» Required work
**A.** In the passage on counting parallelograms from line segments, rewrite the paragraph beginning "Loop from i=1" as a short list of steps that keeps its main facts.
**B.** Please carry on the passage on counting parallelograms from line segments, starting after its last sentence.

Let’s now understand what we have to do using an example −
Input − Arr[] = {8, 3, 1, 3, 8, 7, 1, 3, 5, 3}
Output − 2
Explanation − With the above given line segments, the two parallelograms that can be formed are with sides 8, 1, 8, 1 and 3, 3, 3, 3 respectively.
Input − Arr[] = {7, 9, 9, 7}
Output − 1
Approach used in the below program as follows
The maximum number of parallelograms that can be made will be = Parallelograms that can be made with 4 equal or similar sides plus parallelograms that can be made using 2 similar sides.
In function MaxParr(), initialize a variable L = Arr[0] which will be used as the size of the array that will be used to store the frequencies of the line segments.
Loop from i=1 till i<N and check if (Arr[i] > L), and inside the if statement put L=Arr[i]. Outside the loop increase the size of L by 1.

» Raw data

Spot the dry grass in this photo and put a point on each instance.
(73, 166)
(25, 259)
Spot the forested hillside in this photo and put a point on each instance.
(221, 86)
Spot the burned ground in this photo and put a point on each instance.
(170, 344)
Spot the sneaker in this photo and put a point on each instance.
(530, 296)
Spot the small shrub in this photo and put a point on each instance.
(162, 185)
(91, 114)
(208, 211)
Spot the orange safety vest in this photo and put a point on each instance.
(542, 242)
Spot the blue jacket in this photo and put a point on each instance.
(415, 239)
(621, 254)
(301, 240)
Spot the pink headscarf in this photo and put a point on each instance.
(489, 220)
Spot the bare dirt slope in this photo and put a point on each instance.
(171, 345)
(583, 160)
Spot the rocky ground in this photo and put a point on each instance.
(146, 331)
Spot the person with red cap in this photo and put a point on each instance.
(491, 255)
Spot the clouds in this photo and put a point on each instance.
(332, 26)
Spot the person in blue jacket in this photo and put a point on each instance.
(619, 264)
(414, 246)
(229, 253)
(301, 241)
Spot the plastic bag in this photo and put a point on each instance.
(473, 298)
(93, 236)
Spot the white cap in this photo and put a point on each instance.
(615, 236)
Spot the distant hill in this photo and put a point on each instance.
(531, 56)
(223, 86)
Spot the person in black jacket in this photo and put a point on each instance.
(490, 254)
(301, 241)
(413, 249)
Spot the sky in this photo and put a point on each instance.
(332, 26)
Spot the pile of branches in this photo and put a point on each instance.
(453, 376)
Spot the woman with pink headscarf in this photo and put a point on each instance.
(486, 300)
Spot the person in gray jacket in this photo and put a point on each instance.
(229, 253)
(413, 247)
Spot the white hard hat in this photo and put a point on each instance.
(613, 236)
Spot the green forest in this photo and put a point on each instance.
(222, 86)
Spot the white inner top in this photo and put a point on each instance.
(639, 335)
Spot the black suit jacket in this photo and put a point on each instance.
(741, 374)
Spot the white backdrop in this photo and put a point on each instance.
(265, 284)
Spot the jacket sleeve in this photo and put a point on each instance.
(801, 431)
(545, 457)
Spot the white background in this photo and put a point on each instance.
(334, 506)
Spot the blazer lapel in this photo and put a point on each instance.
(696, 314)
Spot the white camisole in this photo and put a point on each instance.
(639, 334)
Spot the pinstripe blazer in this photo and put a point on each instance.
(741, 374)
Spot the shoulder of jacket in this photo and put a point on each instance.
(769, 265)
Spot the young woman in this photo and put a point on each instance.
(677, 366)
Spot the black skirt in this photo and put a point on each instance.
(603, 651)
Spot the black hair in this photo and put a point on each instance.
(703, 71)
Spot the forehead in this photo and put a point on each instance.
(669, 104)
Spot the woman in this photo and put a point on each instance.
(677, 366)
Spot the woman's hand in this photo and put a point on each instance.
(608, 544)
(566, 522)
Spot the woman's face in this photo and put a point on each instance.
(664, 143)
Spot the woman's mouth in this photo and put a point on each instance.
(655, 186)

» The responses
**A.**
- Loop from i = 1 while i < N.
- On each pass, if Arr[i] > L, set L = Arr[i].
- After the loop, increase L by 1.

**B.**
Then initialize the frequency array int Freq[L] = {0}. Loop from i=0 till i<N and increase occurrence of each segment by 1.
The initialize count = 0 of type int to store the final count of parallelograms.
Loop from i=0 till i<L and check for parallelograms that can be made with 4 similar sides and if found then increase the value of count accordingly.
Initialize left=0 of type int to store the number of parallelograms that can be formed using 2 similar sides.
Finally loop from i=0 till i<L and check if(Freq[i] >= 2) and if so then add 1 to left.
Put count+= left/2 and return count.
Example
#include <bits/stdc++.h>
using namespace std;
int MaxParr(int N, int Arr[]){
//Finding length of frequency array
int L = Arr[0];
for (int i = 1; i < N; i++){
if (Arr[i] > L)
L = Arr[i];
}
L = L + 1;
int Freq[L] = {0};
for (int i = 0; i < N; i++){
//Increasing occurrence of each line segment
Freq[Arr[i]] += 1;
}
// To store the number of parallelograms
int count = 0;
for (int i = 0; i < L; i++){
/*parallelograms that can be made using 4 same sides*/
count += int(Freq[i] / 4);
Freq[i] = Freq[i] % 4;
}
int left = 0;
for (int i = 0; i < L; i++){
//Counting segments with 2 or more occurrences left
if (Freq[i] >= 2)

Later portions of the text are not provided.